• ACTIVITY
Every record here must be copied exactly, except for the images it holds.

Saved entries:
• • • • •
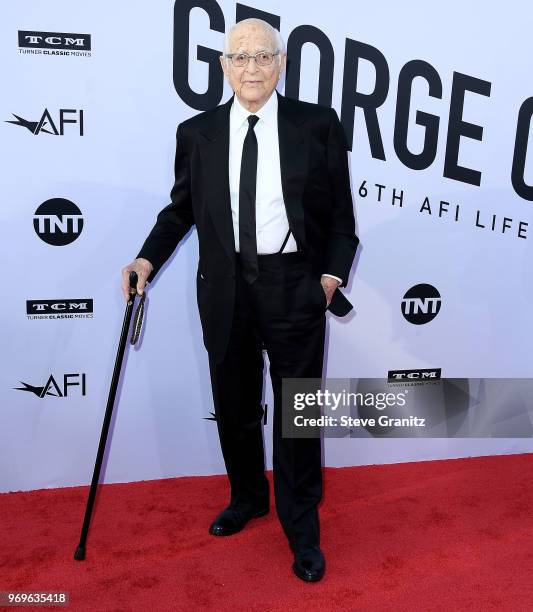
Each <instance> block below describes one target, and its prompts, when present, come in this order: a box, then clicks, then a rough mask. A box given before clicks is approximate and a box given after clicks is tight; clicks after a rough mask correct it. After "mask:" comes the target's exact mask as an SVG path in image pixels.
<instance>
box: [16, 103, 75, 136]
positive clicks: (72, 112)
mask: <svg viewBox="0 0 533 612" xmlns="http://www.w3.org/2000/svg"><path fill="white" fill-rule="evenodd" d="M12 114H13V117H15V119H16V121H14V120H13V119H11V120H8V121H6V123H12V124H13V125H19V126H21V127H25V128H26V129H27V130H29V131H30V132H31V133H32V134H33V135H34V136H37V134H40V133H41V132H44V133H45V134H52V135H53V136H63V135H64V133H65V125H67V124H69V123H74V124H78V131H79V135H80V136H83V110H81V109H80V110H76V109H72V108H60V109H59V119H57V118H56V121H54V120H53V119H52V116H51V115H50V113H49V112H48V109H47V108H45V109H44V112H43V114H42V115H41V117H40V119H39V120H38V121H29V120H28V119H24V118H23V117H19V116H18V115H15V113H12ZM69 115H70V116H69ZM72 115H74V117H72ZM58 127H59V129H58Z"/></svg>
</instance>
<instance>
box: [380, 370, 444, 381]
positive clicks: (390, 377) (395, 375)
mask: <svg viewBox="0 0 533 612" xmlns="http://www.w3.org/2000/svg"><path fill="white" fill-rule="evenodd" d="M440 375H441V368H426V369H424V370H389V373H388V375H387V381H388V382H424V381H433V380H440Z"/></svg>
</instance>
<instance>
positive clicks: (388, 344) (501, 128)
• • • • •
• RESPONSE TO THIS EXERCISE
Each <instance> block below describes one target, and its prompts, when present, come in this order: a box, then clicks, then a rough mask. A box given before clicks is approximate and a box given after clicks is tight; clicks after a rough mask correct it. After "mask:" comes the target's exact mask as an SVG path in image pixels.
<instance>
box: [16, 103, 75, 136]
positive clicks: (72, 112)
mask: <svg viewBox="0 0 533 612" xmlns="http://www.w3.org/2000/svg"><path fill="white" fill-rule="evenodd" d="M12 114H13V117H15V119H16V121H14V120H13V119H11V120H8V121H6V123H12V124H13V125H19V126H21V127H25V128H26V129H27V130H29V131H30V132H31V133H32V134H33V135H34V136H37V134H40V133H41V132H44V133H45V134H52V135H53V136H63V135H64V133H65V125H67V124H69V123H74V124H78V131H79V135H80V136H83V110H81V109H80V110H76V109H72V108H60V109H59V119H57V118H56V121H54V120H53V119H52V116H51V115H50V113H49V112H48V109H47V108H45V109H44V112H43V114H42V115H41V117H40V119H39V120H38V121H29V120H28V119H24V118H23V117H19V116H18V115H15V113H12ZM69 115H70V116H69ZM72 115H74V117H72ZM58 127H59V129H58Z"/></svg>
</instance>
<instance>
box: [380, 370, 444, 381]
positive clicks: (390, 377) (395, 375)
mask: <svg viewBox="0 0 533 612" xmlns="http://www.w3.org/2000/svg"><path fill="white" fill-rule="evenodd" d="M440 375H441V368H426V369H424V370H389V373H388V375H387V381H388V382H424V381H433V380H440Z"/></svg>
</instance>
<instance>
positive clicks: (388, 344) (501, 128)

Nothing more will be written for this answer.